▶ **EXERCISE GOAL**
Render each line of the data below as an item in a numbered list, skipping blank lines and leaving out the pictures.

(Items from a data source)
————————

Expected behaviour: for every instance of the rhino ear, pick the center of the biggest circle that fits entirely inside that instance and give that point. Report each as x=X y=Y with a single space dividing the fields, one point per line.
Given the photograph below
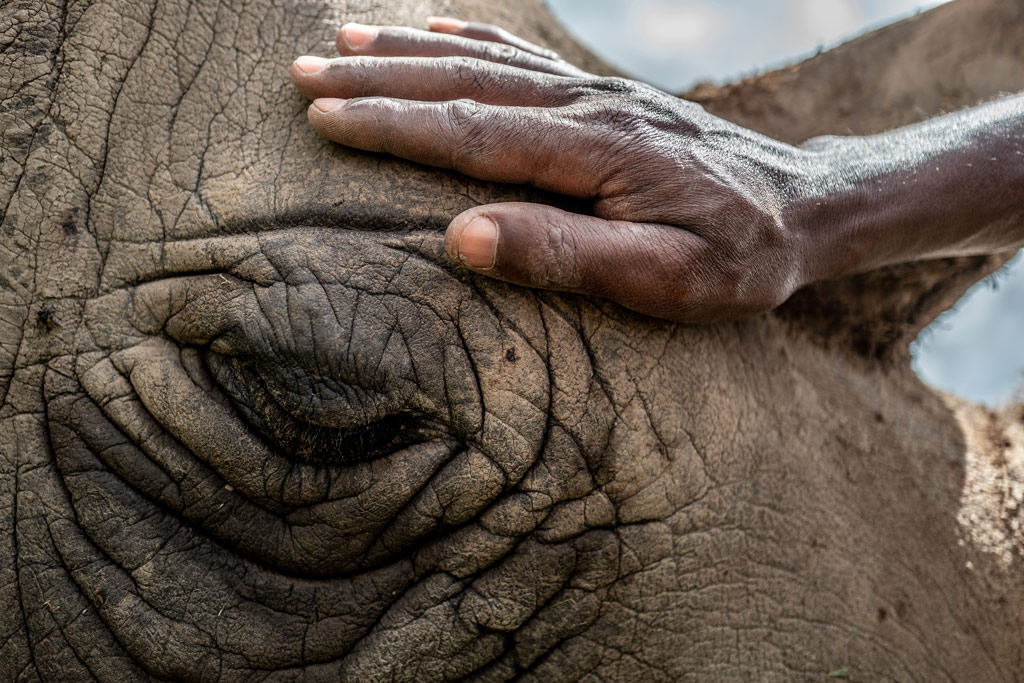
x=941 y=60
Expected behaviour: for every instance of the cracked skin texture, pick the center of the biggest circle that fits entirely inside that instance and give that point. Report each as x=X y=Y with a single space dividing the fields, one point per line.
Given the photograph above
x=190 y=280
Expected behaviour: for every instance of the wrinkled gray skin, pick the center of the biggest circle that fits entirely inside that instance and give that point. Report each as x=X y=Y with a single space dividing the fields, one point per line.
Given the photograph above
x=551 y=487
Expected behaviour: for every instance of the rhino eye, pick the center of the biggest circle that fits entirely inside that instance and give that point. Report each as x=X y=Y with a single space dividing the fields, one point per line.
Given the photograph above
x=315 y=443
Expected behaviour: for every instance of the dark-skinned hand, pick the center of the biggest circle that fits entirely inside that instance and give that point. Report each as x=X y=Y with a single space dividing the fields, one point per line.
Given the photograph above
x=694 y=218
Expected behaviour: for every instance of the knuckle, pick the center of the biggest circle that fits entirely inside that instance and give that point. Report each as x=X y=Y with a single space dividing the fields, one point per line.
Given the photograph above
x=502 y=53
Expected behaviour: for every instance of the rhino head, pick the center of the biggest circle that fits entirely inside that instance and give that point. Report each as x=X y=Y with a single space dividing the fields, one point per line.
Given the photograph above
x=255 y=426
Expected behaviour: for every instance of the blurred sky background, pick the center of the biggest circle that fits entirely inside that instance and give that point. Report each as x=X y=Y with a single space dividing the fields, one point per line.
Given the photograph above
x=975 y=350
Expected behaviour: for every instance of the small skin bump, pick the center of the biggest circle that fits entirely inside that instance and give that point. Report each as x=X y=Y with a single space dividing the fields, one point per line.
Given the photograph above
x=357 y=35
x=46 y=318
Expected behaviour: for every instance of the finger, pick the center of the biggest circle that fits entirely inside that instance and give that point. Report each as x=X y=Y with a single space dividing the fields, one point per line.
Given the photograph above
x=651 y=268
x=402 y=41
x=486 y=32
x=545 y=147
x=431 y=80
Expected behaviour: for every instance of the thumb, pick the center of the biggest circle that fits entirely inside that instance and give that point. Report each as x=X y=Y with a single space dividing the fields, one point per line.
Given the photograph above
x=644 y=266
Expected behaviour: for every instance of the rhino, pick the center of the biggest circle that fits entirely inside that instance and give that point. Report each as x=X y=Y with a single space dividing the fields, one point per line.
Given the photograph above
x=256 y=426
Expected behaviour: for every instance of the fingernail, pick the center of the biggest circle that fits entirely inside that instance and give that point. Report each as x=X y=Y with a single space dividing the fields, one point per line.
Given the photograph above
x=478 y=244
x=357 y=35
x=445 y=24
x=328 y=104
x=310 y=65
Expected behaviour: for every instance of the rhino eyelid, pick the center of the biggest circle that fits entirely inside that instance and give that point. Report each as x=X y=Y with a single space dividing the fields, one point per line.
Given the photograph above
x=309 y=442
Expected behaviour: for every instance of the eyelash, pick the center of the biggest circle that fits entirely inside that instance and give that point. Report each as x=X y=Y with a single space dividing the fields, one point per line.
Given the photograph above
x=313 y=443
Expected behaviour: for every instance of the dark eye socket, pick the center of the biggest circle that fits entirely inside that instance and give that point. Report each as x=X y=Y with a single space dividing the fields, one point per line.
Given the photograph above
x=257 y=406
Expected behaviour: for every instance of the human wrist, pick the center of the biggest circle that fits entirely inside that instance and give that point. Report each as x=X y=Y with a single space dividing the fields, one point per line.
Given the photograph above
x=840 y=221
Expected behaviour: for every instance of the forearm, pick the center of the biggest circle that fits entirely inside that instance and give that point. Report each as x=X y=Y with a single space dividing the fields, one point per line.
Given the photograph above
x=949 y=186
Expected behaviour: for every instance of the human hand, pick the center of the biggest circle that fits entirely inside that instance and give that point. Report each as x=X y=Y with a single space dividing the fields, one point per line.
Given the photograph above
x=693 y=217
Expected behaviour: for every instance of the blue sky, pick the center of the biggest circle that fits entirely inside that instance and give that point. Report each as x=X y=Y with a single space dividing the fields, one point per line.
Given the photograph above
x=975 y=350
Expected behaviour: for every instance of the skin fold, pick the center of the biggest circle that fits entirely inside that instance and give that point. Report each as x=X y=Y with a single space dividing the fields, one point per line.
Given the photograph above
x=257 y=425
x=694 y=218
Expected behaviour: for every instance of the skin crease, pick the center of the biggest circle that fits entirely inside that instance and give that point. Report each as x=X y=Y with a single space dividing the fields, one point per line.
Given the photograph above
x=695 y=219
x=256 y=424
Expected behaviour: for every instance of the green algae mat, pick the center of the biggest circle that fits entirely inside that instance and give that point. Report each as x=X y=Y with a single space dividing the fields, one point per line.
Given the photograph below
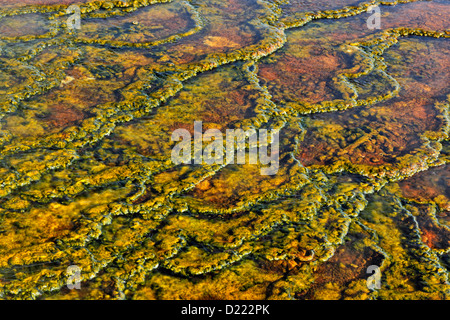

————————

▶ **RESULT OF THIS TASK**
1. Expected behaviour: for every instance of the rhino ear, pick the center of the biggest circle that fits entirely inside that instance and give that point. Report each as x=X y=Y with a single space dividing the fields, one point per line.
2. Given the photograph below
3. x=941 y=60
4. Expected behaviour: for every instance of the cracked skin texture, pick the center of the biggest circle that fits entirely inside that instance and give that point. Report each as x=X y=Y with a single space dividing the fields, one point per line.
5. Given the photograph above
6. x=190 y=280
7. Expected behaviour: for every instance of the wrinkled gray skin, pick the center of the biggest circle that fits entirely inside that instance and give that point. Report each as x=X y=Y with a single space dividing the fields, one point per line.
8. Given the photograph above
9. x=551 y=487
10. Expected behaviour: for every instance of the rhino eye, pick the center of the biggest circle that fits entirely inside that instance and give that point. Report each as x=X y=Y with a single space dividing the fields, one point per line.
11. Given the photograph above
12. x=315 y=443
13. Expected behaviour: for every instance of the dark-skinned hand, pick the center of the biggest circle that fits entirely inside that instance and give that point. Report each as x=X y=Y with a single space dividing the fields, one point per line.
14. Given the photograph above
15. x=694 y=218
16. Expected behaviour: for every instance of the knuckle, pick the center of the biggest circle that fits entirely inside that instance and give that point. Report each as x=X y=Y with a single space dividing the fields, one point per line.
17. Given the photograph above
18. x=502 y=53
19. Expected behaviour: for every instance of the rhino head, pick the center of the biggest circle that fits entirely inside that instance and give that point. Report each as x=X y=Y with a single space dividing the fields, one point per line.
20. Given the photograph above
21. x=255 y=426
22. Expected behaviour: for every instance of the blurred sky background, pick the center of the biggest circle that fits entirely inside that instance and give that point. Report each as x=X y=Y with a single space dividing the fields, one point per line.
23. Given the photograph above
24. x=975 y=350
25. Expected behaviour: for every instance of the small skin bump, pick the center of the biggest circle that fits entirely inside that instance and give that point. Report each as x=X y=Y with a single space dividing the fields, one point per line.
26. Given the photograph above
27. x=357 y=35
28. x=46 y=318
29. Expected behaviour: for every instance of the finger, pick the center of the biggest circle that fits entirely inside that instance and give that point. Report each as x=X y=Y with a single space dividing the fields, one point per line.
30. Given the photograph above
31. x=651 y=268
32. x=402 y=41
33. x=486 y=32
34. x=545 y=147
35. x=431 y=80
36. Expected behaviour: for every instance of the thumb, pick the center of the biggest circle that fits entirely inside that instance and give that point. Report each as x=X y=Y with a single space dividing the fields, one point per line.
37. Given the photograph above
38. x=644 y=266
39. Expected behaviour: for every instance of the rhino, pick the center of the biggest circle that fits entirely inside that instance and give that point. Report each as x=X y=Y with a single space dividing the fields, one point per line.
40. Given the photograph above
41. x=256 y=426
42. Expected behaviour: for every instance of the fingernail, pick the center of the biggest circle that fits entirely inside that instance and give that point. Report each as x=X y=Y with a single space dividing the fields, one point per line.
43. Given the photograph above
44. x=478 y=244
45. x=357 y=35
46. x=445 y=24
47. x=328 y=104
48. x=310 y=65
49. Expected behaviour: for every instance of the rhino eyelid, pick the center of the biggest circle that fits entirely inside that instance and give that point. Report each as x=X y=Y with a single space dividing the fields, one point per line.
50. Given the photograph above
51. x=309 y=442
52. Expected behaviour: for every instance of the eyelash, pick the center of the biggest circle that fits entirely inside that instance and give that point. Report each as x=X y=Y with a single space dividing the fields, one point per line.
53. Given the photograph above
54. x=313 y=443
55. Expected behaviour: for every instance of the dark eye socket, pick the center of the biggest circle that fits entirely inside that instance and give that point. Report each as x=X y=Y with a single space dividing the fields, one point per line.
56. Given the photograph above
57. x=257 y=406
58. Expected behaviour: for every instance of the human wrist, pick the center of the biggest circle that fits entirely inside that instance and give that point. Report each as x=X y=Y with a single space dividing the fields, one point per line.
59. Given the photograph above
60. x=840 y=221
61. Expected behaviour: for every instance of the forearm, pick the center of the biggest circle that fits entirely inside that instance and give that point. Report each as x=X y=Y with a single space dividing the fields, one point per line.
62. Given the photograph above
63. x=949 y=186
64. Expected behaviour: for every instance of the human hand, pick the center of the biggest circle that fits entirely inside that instance and give that point. Report each as x=X y=Y with a single space dividing the fields, one point per line.
65. Given the photograph above
66. x=693 y=217
67. Expected behaviour: for every instance of the blue sky, pick the center of the biggest circle that fits entirely inside that instance and give that point. Report each as x=X y=Y with a single space dividing the fields, one point per line.
68. Given the photograph above
69. x=975 y=350
70. Expected behaviour: for every instance of the skin fold, pick the center of the biggest circle that fits entirely inside that instance and give that point. Report each as x=X y=Y with a single space dividing the fields, one point per line.
71. Given the photograph above
72. x=257 y=425
73. x=694 y=218
74. Expected behaviour: for every instance of the skin crease, pick the center of the biggest circle that fits entirely inside that instance and give that point. Report each as x=X y=Y with a single space dividing the fields, one point per line.
75. Given the photograph above
76. x=695 y=219
77. x=256 y=424
78. Expected behaviour: for every instance of the green algae mat, pick the center of the biggest circle that fits entirely inside that instance and give that point. Report each as x=X y=Y with a single space dividing the fields, one point per line.
79. Given the photograph below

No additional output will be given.